— WHAT THE TASK ASKS —
What is needed is the number of lines in the data below that include "before", stated by itself.

*** Begin section ***

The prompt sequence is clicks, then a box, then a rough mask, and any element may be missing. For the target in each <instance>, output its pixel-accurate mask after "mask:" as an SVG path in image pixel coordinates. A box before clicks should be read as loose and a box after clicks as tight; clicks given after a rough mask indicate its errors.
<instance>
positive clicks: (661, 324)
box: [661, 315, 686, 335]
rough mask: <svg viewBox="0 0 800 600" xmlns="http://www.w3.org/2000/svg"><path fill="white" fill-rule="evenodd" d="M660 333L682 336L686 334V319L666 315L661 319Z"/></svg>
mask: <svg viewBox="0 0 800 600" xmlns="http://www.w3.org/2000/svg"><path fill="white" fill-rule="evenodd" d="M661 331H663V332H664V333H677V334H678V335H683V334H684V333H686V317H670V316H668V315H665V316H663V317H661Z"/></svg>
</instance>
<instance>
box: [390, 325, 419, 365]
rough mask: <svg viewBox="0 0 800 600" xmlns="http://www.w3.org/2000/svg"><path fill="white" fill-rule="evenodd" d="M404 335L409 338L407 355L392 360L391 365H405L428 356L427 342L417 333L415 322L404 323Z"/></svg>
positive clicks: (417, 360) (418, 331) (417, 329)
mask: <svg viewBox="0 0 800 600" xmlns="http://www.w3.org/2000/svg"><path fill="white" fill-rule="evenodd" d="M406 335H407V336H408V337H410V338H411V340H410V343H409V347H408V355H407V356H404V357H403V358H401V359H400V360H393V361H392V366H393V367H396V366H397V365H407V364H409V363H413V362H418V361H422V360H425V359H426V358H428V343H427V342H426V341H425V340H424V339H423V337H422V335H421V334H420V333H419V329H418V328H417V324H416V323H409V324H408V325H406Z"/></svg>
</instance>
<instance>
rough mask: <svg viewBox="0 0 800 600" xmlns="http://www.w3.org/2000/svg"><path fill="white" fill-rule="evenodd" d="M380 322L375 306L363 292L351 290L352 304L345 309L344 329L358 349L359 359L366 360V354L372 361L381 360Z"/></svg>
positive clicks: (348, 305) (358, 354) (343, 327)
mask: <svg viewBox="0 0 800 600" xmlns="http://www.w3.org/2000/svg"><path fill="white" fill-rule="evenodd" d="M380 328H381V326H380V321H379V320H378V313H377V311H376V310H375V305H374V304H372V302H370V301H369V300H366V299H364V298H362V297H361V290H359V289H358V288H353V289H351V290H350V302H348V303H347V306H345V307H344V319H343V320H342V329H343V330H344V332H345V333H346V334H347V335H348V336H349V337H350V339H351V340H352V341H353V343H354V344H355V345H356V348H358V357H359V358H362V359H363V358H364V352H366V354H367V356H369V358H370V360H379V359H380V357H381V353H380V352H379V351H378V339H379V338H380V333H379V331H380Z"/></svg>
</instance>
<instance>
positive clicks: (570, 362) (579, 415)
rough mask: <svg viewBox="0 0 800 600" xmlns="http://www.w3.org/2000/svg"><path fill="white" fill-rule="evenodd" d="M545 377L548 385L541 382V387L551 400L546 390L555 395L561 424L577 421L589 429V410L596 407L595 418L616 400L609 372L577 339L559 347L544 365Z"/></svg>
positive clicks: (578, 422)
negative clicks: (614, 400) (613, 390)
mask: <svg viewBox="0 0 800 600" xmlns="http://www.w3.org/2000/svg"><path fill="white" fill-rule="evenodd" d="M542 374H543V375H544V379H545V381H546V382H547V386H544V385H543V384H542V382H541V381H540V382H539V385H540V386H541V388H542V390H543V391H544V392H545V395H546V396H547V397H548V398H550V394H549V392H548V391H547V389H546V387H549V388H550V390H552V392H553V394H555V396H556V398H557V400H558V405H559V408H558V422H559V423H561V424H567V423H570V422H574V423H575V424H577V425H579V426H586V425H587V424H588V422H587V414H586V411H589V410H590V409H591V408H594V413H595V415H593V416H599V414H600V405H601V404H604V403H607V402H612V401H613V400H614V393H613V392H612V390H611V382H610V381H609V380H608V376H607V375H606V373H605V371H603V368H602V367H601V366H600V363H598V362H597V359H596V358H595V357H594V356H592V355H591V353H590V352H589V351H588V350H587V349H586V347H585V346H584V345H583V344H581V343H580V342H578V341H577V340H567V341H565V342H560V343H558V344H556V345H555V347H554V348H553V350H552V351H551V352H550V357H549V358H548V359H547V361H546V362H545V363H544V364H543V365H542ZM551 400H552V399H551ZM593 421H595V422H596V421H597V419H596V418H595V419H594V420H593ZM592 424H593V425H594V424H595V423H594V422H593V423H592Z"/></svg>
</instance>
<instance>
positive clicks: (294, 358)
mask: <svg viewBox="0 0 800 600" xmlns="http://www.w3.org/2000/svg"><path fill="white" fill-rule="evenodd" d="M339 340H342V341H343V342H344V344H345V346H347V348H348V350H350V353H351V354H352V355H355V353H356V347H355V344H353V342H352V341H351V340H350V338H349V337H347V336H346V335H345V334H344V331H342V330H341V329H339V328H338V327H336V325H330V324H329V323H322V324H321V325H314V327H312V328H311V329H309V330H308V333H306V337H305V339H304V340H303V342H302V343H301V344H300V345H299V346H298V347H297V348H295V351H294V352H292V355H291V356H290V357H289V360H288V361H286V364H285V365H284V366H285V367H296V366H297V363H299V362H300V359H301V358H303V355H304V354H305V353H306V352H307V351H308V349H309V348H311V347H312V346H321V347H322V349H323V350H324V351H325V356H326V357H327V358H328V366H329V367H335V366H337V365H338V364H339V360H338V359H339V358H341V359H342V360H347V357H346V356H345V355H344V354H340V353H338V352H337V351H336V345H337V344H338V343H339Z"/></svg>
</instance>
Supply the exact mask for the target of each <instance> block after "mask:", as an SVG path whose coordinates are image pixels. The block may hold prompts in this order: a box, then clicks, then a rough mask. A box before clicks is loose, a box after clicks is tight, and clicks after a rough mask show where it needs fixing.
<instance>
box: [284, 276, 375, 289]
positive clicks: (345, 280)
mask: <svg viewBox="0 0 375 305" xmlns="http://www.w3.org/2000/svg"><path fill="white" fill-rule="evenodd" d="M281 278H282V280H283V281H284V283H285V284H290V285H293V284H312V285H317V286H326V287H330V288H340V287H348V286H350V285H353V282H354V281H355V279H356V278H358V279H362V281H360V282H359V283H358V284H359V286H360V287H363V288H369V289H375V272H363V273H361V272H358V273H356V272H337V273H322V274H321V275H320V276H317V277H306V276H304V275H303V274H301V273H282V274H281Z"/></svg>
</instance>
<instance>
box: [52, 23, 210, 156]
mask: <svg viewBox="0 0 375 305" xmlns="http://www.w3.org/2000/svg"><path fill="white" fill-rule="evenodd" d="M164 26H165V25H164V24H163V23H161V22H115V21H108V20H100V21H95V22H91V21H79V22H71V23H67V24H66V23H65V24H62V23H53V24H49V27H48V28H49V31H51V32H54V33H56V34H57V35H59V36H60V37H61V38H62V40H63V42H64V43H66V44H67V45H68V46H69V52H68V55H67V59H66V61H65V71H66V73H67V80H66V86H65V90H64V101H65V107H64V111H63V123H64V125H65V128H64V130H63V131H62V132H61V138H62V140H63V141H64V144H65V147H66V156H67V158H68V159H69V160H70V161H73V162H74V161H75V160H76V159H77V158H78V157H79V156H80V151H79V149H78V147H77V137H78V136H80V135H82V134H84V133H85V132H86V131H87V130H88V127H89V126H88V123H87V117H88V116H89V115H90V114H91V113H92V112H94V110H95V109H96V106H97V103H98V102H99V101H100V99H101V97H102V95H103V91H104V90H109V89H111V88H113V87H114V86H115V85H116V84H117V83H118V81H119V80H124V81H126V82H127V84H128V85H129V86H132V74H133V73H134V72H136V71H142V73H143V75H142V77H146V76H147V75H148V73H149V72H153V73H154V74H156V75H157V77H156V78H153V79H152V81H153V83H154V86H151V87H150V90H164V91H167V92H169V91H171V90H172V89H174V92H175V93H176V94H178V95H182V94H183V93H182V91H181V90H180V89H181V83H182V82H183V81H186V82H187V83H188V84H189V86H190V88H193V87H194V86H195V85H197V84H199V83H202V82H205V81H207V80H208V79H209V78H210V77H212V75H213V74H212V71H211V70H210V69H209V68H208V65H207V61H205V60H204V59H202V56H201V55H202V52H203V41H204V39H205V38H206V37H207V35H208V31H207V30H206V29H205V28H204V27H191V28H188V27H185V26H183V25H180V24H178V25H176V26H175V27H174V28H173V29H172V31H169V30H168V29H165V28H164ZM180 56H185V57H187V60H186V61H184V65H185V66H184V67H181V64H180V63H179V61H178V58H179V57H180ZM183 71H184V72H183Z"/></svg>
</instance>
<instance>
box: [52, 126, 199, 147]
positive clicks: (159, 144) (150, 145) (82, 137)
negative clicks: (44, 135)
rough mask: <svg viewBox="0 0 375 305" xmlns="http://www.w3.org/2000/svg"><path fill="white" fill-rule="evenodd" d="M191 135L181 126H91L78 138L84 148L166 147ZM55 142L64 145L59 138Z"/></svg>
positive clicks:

*** End section ***

— REPLY —
2